WHAT IS BEING ASKED. Write all of the entries out again exactly.

PROVIDED DATA.
┏━━
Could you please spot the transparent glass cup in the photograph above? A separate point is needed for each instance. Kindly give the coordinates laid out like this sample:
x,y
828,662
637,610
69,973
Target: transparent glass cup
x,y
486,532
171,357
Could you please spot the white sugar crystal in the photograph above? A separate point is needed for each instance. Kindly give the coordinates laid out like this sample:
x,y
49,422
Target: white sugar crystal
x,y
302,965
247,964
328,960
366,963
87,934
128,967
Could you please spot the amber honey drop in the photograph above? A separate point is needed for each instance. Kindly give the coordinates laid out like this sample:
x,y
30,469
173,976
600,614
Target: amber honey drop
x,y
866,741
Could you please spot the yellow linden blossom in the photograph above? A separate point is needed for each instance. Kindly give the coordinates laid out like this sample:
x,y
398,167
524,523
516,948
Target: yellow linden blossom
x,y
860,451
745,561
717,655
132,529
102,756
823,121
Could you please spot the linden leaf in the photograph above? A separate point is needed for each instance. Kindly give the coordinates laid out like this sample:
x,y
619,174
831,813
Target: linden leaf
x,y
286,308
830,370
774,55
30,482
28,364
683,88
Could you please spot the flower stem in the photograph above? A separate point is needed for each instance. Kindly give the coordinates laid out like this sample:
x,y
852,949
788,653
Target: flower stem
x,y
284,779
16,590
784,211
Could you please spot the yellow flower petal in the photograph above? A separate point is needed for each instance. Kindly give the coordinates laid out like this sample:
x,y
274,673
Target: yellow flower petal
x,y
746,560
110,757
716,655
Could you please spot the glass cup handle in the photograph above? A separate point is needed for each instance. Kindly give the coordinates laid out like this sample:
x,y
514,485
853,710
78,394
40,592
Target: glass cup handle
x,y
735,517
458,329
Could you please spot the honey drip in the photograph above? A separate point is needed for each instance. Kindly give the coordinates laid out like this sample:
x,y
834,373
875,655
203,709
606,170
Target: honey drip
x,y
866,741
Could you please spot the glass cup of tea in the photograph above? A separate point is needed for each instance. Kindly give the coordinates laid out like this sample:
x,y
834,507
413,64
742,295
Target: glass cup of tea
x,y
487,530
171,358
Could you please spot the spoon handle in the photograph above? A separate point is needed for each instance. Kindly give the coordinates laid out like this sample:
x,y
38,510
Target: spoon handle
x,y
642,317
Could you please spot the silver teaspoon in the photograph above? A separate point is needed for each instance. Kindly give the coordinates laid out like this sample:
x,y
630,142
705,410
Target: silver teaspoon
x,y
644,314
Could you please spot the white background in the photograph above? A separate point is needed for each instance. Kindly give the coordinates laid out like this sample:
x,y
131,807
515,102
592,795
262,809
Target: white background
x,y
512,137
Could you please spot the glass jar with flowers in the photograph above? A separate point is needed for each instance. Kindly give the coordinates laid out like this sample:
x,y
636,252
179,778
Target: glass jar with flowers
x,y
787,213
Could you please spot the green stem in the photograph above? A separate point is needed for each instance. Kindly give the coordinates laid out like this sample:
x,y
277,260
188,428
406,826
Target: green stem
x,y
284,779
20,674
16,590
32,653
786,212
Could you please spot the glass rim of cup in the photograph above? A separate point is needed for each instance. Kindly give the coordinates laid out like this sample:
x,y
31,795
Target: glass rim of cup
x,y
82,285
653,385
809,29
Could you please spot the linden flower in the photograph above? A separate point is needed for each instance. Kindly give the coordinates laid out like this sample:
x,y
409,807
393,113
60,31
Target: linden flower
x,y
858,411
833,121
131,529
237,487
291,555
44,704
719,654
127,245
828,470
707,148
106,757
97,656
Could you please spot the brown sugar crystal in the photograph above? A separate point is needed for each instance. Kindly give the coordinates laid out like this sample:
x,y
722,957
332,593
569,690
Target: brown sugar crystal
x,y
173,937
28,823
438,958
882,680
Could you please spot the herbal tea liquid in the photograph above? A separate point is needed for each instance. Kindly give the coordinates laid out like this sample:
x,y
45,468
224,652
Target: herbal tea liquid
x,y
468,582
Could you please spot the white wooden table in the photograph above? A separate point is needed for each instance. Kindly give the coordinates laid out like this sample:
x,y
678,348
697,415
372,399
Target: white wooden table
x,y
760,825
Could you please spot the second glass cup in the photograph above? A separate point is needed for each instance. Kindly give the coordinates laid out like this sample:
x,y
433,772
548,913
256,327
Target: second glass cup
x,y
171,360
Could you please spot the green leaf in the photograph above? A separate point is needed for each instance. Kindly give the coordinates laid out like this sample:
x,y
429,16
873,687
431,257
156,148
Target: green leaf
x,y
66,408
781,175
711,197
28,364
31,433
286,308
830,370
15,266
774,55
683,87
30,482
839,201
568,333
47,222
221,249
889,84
┗━━
RESULT OF THIS TASK.
Could you please spot the transparent glass cup in the photograph above? A separate point is needed for each instance. Kindly give the coordinates laid out like this sample:
x,y
828,662
637,610
69,973
Target: transparent glass cup
x,y
486,532
171,357
Could you please spot the white sugar crystal in the photograph above? A separate point is needed for each instance. Kindly give the coordinates laid out like this sample:
x,y
49,422
Target: white sugar crystal
x,y
302,965
247,964
328,960
366,963
87,934
128,967
Could you please spot the amber honey drop in the photograph above? A separate point is needed for each instance. Kindly give the coordinates laid out like this sample:
x,y
30,469
173,976
600,614
Target: amber honey drop
x,y
866,741
Could you please spot the yellow linden blossom in the photograph above? A separate point is needed for each instance. Kindly give the coordinates laid out like this sample:
x,y
398,167
524,523
516,948
Target: yellow linden blossom
x,y
860,451
745,561
717,655
132,529
102,756
823,121
Could you please spot the linden leaf in the photograph above? A separate point is needed for each instance. Kindly give the coordinates laid out like this sample:
x,y
619,174
831,813
Target: linden leaf
x,y
286,308
830,370
774,55
30,482
28,364
683,88
Could you please spot the flower stem in the photograph above? A separate point is needed for each instance. Kindly give the coordinates laid out like this sample:
x,y
852,949
788,653
Target: flower stem
x,y
284,779
16,590
784,211
Could you please spot the yellow flower petal in the photograph above? A separate point is needed for each instance. Kindly give the coordinates laid out like this sample:
x,y
274,673
Target: yellow flower petal
x,y
746,560
110,757
716,655
Could you please spot the glass cup handle in the photograph above? A separate point is needed for each instance. Kindly give the coordinates laid out like this sample:
x,y
514,485
853,710
78,394
40,592
Target: glass cup handle
x,y
735,517
458,329
Could you please spot the honey drip in the photograph above? A separate point is needed for each instance. Kindly give the coordinates laid out like this sample:
x,y
834,373
875,655
203,709
606,170
Target: honey drip
x,y
866,741
Could you please spot the glass cup of tea in the photograph above? A separate point is needed for each instance. Kindly give the coordinates laid out like this sample:
x,y
834,507
413,64
742,295
Target: glass cup of tea
x,y
487,530
171,358
Could you please spot the spoon handle in the photograph above? A separate point is needed for each instance. Kindly give the coordinates laid out like this sample:
x,y
38,510
Target: spoon handle
x,y
642,317
Could you please spot the silver teaspoon in the photograph above? A separate point is needed for each instance. Kindly give the coordinates laid out like this sample:
x,y
630,142
705,410
Target: silver teaspoon
x,y
644,314
Could you please spot the white background in the photograph above? A separate point is needed for each instance. Kindly give the coordinates laid out like this sample:
x,y
131,807
515,102
592,795
262,809
Target: white background
x,y
512,137
Could you please spot the glass jar with flowers in the photograph above? A separate point is needed for each instance. Kindly give the coordinates laid out like this sample:
x,y
636,252
179,778
Target: glass jar with flowers
x,y
787,213
Could you please spot the green stem in the photograph above? A separate point is needed for each instance. Kindly give the coordinates laid out like this sample:
x,y
277,260
188,428
406,826
Target: green stem
x,y
284,779
20,674
16,590
32,653
786,212
Could you please spot the glass rim of cup in the photograph above? A separate point is needed for each instance. Kindly give the coordinates laid out like this sample:
x,y
31,795
Target: glass rim of cup
x,y
82,285
653,385
809,29
Could you please spot the linden flower in the photograph above? A separate point is needed for each instance. Kindly give the coordinates laid out like this sample:
x,y
409,807
393,113
60,31
Target: linden flower
x,y
858,411
833,121
131,529
237,487
291,555
44,704
719,654
127,245
828,470
707,148
106,757
97,656
Could you please spot the brown sugar crystal in the photograph above? A separate point is needed for each instance. Kindly give the coordinates laid out like this sample:
x,y
722,957
332,593
569,690
Target: brown sugar crystal
x,y
173,937
28,823
438,958
882,680
Could you please spot the herbal tea liquid in the photograph above? A separate point is needed for each instance. Kindly give the coordinates laid out like this sample:
x,y
45,468
224,652
Target: herbal tea liquid
x,y
468,582
Could you please spot the white wooden table in the photograph above? A separate point is needed for each instance. Kindly give the coordinates laid out like this sample:
x,y
678,348
697,415
372,399
Target: white wooden table
x,y
760,825
Could you please spot the second glass cup in the photograph above? A separate point is needed for each instance. Kindly give the coordinates laid out like this sample:
x,y
433,772
548,913
256,327
Target: second glass cup
x,y
171,360
Could you please spot the green leaf in the photograph above? A separate point is needed for each instance. Kindly give the coordinates laid out like this sample:
x,y
429,16
873,687
431,257
156,148
Target: green leaf
x,y
66,408
781,175
711,197
28,364
31,433
286,308
830,370
15,266
774,55
683,87
30,482
839,201
568,333
47,222
221,249
889,84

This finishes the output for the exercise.